#### The problem
Can you give all the records again without altering a single character?

#### Working data
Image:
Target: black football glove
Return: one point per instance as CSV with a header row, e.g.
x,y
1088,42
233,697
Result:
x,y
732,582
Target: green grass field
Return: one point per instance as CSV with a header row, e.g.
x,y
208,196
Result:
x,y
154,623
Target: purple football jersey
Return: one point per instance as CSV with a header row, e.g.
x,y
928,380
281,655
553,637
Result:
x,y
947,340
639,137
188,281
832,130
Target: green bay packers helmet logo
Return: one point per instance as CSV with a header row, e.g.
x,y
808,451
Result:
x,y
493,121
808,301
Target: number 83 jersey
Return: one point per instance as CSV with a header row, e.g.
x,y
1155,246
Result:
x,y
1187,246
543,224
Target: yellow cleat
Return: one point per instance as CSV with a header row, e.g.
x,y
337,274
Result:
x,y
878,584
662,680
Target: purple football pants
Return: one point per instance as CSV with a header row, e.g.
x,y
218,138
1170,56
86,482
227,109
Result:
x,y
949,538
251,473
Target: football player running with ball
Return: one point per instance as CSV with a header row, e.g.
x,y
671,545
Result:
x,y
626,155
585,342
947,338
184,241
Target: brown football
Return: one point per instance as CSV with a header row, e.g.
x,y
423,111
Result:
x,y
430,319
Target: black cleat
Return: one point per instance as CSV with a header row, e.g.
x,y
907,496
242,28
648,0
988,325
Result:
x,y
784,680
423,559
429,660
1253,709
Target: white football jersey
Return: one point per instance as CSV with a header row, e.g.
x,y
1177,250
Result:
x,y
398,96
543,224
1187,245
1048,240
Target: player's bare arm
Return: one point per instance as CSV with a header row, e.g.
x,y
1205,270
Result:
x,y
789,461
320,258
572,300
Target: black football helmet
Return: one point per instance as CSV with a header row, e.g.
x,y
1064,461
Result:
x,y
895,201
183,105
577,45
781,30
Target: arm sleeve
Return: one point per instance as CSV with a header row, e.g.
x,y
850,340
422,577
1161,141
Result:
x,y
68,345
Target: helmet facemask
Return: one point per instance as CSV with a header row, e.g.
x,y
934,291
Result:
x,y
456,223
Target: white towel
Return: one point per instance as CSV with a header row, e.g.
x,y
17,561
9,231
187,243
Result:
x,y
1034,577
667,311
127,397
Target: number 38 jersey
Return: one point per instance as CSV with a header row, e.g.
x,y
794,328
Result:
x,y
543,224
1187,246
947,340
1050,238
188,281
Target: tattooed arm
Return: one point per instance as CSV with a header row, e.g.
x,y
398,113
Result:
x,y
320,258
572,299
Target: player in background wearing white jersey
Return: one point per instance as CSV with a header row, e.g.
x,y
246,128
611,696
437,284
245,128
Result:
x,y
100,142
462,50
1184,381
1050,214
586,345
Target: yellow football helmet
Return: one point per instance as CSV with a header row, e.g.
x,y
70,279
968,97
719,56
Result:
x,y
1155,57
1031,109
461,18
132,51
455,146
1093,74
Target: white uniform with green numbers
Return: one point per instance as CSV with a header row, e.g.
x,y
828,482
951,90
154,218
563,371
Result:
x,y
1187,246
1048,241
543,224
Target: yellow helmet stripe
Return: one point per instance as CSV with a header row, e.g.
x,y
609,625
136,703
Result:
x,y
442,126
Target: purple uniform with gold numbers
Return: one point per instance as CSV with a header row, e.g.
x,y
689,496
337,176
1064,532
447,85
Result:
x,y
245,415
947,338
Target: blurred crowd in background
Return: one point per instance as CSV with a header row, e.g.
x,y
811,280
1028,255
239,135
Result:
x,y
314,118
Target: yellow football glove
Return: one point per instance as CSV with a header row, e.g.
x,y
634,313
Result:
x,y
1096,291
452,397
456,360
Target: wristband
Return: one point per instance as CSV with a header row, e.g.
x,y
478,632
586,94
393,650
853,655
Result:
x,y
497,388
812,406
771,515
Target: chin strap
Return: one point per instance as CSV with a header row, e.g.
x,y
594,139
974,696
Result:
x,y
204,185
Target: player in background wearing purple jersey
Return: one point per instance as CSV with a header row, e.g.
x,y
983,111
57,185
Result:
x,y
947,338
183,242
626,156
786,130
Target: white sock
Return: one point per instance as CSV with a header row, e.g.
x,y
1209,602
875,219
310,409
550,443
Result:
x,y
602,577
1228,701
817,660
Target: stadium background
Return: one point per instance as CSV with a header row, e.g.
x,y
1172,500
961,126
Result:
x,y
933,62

#### Solution to this problem
Image:
Target: black football glove
Return: one point per instance as CSV with a header row, e.g.
x,y
1088,42
233,697
Result:
x,y
732,582
Target: green grass field
Return: one point per instance as CSV with a header row, e.g.
x,y
208,196
Result:
x,y
154,623
Target: purple football jersey
Return: one point per instance as CSV with a header row, e.g.
x,y
928,380
281,655
553,637
Result:
x,y
947,340
639,137
188,281
832,130
Target: green bay packers helmet logo
Return: one point per instance as CSV with a header row, e.g.
x,y
808,451
Result:
x,y
493,121
808,301
Target: number 83 jersey
Return: one point per instance as CSV with a header row, e.g.
x,y
1155,246
Result:
x,y
1187,246
543,224
Target: yellow cleat
Return: one point per instance as CSV with a header row, e.g.
x,y
337,274
Result:
x,y
878,584
662,680
Target: purple football pants
Return: one point per instance as CSV with a header row, e.g.
x,y
218,138
1170,56
86,482
227,109
Result:
x,y
949,538
251,473
Target: football player running with ball
Return: one point per instance as CSV with a header row, e.g.
x,y
671,545
Result:
x,y
626,155
585,342
947,338
184,241
Target: brown football
Return: one point per instance as CSV with a header row, e.g.
x,y
423,111
Result:
x,y
430,319
Target: black cleat
Return: one point per instance as CSV with a header row, e.g.
x,y
907,496
242,28
648,0
988,325
Result:
x,y
784,680
423,559
429,660
1253,709
Target: white football jersey
Return: one point per instance as CSV with a header row, e.g.
x,y
1177,250
Result:
x,y
398,96
543,224
1187,245
1048,240
Target: player's bare arm
Return: one point per instance as CSV with a header row, e.g.
x,y
1205,270
Result:
x,y
789,461
320,258
572,300
Target: black football helmet
Return: one point per instance as CSV with a header row, e.g.
x,y
1064,461
Result:
x,y
895,201
183,105
577,45
781,30
Target: arm sleeve
Return: one point per instance as CSV with a header row, e.g.
x,y
850,340
422,577
1161,141
Result:
x,y
68,345
Target: helmet facemask
Return: one point per instance as CSV with a header row, e.g.
x,y
934,291
Result:
x,y
456,223
Target: white towel
Return: one point per instance as CSV with a header row, e.g.
x,y
17,561
9,231
187,243
Result:
x,y
1034,577
667,311
127,397
Target: number 38 jersey
Return: one point per instance as CSV with a header row, e.g.
x,y
794,328
Result:
x,y
543,224
1187,246
947,340
1050,238
188,281
Target: tattooed arm
Return: one point per instance as CSV with a header row, e.g.
x,y
398,113
Result:
x,y
320,258
572,299
Target: player in background wearing white jersey
Return: one point per instance as CSV with a header row, e.g.
x,y
246,128
611,696
437,284
245,128
Result:
x,y
100,142
462,50
1184,381
1050,214
586,345
Target: yellow football helmet
Return: one point per instance as CSV with a header row, e.g.
x,y
70,279
968,97
719,56
Result:
x,y
1155,57
1031,109
461,18
132,51
455,146
1093,74
Target: white uniform with green numbers
Return: one point per instance as CSV with a header row, e.g.
x,y
828,482
951,90
154,218
563,371
Result:
x,y
1187,246
1048,241
543,224
Target: yellow helmet stripe
Return: one point per instance as CSV with a header row, e.g.
x,y
609,625
136,703
Result:
x,y
442,126
Target: purple uniform with gold numbers
Return: one point per instance as CSV with a header row, e.g.
x,y
689,496
337,176
1064,532
447,85
Result:
x,y
245,415
947,338
Target: blurred crowd in background
Return: one point per instance as CSV with a header row, e.g.
x,y
811,280
1028,255
239,135
Result:
x,y
314,118
Target: yellow football glove
Return: one point per instance as CSV with a header row, e.g.
x,y
634,313
Result:
x,y
1096,291
452,397
456,360
Target: wristband
Return: one point per instance as CSV with a header row, e.g.
x,y
478,632
586,94
393,650
853,655
Result:
x,y
497,388
812,406
771,515
Target: chin strap
Return: one point per instance as CSV with a header row, e.g.
x,y
594,139
974,696
Result:
x,y
204,185
Target: player in background wearing purple jersey
Return: one point per instance as CSV with a header row, e.g.
x,y
983,111
57,185
Result:
x,y
947,338
183,242
626,156
786,130
Target: white sock
Return: one point per instance as CSV with a header row, e.g.
x,y
1209,602
875,219
310,409
550,443
Result:
x,y
602,577
1228,701
817,660
Target: stadium background
Return: one point per instance as CSV with a header row, e.g.
x,y
1172,500
961,126
Result:
x,y
933,62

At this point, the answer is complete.